Canal boat kitchens can range from basic to luxurious, and can include a Rayburn, dishwasher and washing machine - with a decent water and electric supply! However, your available power will dictate to some extent what facilities you can have on board.

1) Gas

A standard facility fitted onto most modern narrowboats is a bottled gas supply. This can be used for cooking and heating, and will even power a fridge! There are two main choices; Butane which comes in blue bottles, and Propane which is delivered in orange bottles. In very cold weather Butane may remain liquidised instead of evaporating to gas as it leaves the bottle. This will leave you unable to use the gas supply and could be dangerous. I remember this happening to me on my first liveaboard boat. There’s nothing worse than being unable to even boil a kettle on a cold day! Propane is therefore the most common choice for boaters who live aboard all year round.

The EU recreational craft directive and the boat safety scheme stipulate a number of safety guidelines for both gas and electric services on board. The rules for gas installations include storing gas bottles into a locker fitted above the waterline, with ventilation holes at the bottom to allow any gas leaks to escape.

2) Diesel

Red diesel can supply and power your heating and oven but the units can be expensive. Diesel that is used for domestic purposes rather than propulsion is sold at a cheaper rate, but you may need to expand your fuel tank to be able to store the amount you will need.

3) 12 Volt Electric

Many modern appliances require more power than 12 volt electric systems can comfortably supply, but for boats there are specially designed fridges and freezers available which will run off of 12 volt. These are very popular and 12 volt fridges are commonly installed on most UK narrowboats; although some canal boat fridges are powered by gas.

= = = =

**Task set**
• A. Answer these questions about the canal boat kitchen text:
(i) What color bottles is Propane delivered in?
(ii) Where do the rules for gas installations say gas bottles must be stored?
(iii) Which diesel is sold at a cheaper rate?
• B. Name every power source that has its own numbered heading in the canal boat kitchen text.
• C. Write the next part of the canal boat kitchen text, beginning right after its final sentence.
The rows after this text are not used.

**Supplied material**

= = = =

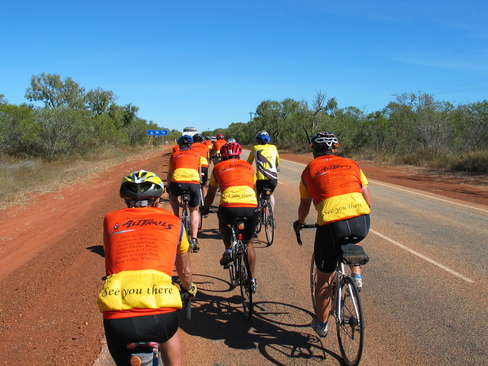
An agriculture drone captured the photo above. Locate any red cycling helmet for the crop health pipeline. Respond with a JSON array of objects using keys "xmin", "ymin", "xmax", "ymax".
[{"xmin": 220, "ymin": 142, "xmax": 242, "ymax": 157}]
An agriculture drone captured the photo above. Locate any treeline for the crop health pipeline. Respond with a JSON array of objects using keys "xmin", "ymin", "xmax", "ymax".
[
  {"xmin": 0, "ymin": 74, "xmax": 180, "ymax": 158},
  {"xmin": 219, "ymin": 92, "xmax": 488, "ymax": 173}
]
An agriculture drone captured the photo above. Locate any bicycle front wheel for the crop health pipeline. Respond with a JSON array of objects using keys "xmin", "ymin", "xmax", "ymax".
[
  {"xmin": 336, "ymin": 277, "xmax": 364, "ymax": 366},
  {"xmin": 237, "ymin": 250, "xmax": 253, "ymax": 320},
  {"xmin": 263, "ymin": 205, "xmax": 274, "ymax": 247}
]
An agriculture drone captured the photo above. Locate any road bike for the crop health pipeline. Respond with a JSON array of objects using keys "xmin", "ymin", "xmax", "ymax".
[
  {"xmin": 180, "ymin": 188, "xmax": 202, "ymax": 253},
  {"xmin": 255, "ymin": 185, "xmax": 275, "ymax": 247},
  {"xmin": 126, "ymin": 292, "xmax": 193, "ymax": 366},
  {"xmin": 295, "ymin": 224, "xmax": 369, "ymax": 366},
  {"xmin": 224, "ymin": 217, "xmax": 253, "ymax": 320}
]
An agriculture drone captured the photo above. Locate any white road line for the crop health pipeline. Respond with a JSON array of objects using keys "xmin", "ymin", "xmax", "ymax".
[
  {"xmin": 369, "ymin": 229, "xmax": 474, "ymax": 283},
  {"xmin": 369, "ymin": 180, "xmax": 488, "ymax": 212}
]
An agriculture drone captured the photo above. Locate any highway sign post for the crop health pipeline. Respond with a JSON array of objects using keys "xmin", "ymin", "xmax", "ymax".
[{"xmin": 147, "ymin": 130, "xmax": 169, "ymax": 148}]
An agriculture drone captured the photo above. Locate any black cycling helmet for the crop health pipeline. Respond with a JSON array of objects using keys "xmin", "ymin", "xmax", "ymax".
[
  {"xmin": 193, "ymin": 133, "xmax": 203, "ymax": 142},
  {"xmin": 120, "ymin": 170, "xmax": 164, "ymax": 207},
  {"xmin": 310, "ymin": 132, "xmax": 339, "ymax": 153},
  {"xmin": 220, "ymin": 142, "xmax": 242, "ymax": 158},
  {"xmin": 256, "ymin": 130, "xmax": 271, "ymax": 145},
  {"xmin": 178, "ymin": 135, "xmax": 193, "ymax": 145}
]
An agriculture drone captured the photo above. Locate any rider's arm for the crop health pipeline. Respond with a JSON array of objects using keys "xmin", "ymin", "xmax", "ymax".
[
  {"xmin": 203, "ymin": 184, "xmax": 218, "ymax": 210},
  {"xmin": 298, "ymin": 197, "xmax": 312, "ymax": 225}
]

= = = =

**Responses for each task**
• A.
(i) Orange.
(ii) In a locker fitted above the waterline, with ventilation holes at the bottom to allow any gas leaks to escape.
(iii) Diesel used for domestic purposes rather than propulsion.

• B.
1) Gas
2) Diesel
3) 12 Volt Electric

• C.
4) 240 Volt Electric

Something we take for granted when living ‘on the bank’ is 240 volt power. On a boat this can be delivered via a 12/240 volt inverter, a generator or shore line electric. An inverter can draw Direct Current from the batteries on board, and convert it into 240 AC. Depending on the number of appliances you want to run you may like to install a few extra batteries! A self-contained generator can deliver high outputs of over 2.5 Kilowatts, and is suitable for powering high drain appliances but they can be noisy, expensive and take up valuable storage space. A permanent marina mooring may provide shore line electricity but bear in mind that this will not be available whenever you are out and about enjoying a cruise. The advantage of having a 240 volt set up of course is that you could enjoy dishwashers, washing machines, driers, toasters and microwaves should you wish!

Galleys can differ from boat to boat with some offering simple facilities and some offering all mod cons. If you’d like to compare what kitchens are available, browse around our site, or check out last week’s article: Three Kitchens That Are Cooking on Gas.

Image: Narrowboat 50ft Cruiser Stern for sale (Hemel Hempstead)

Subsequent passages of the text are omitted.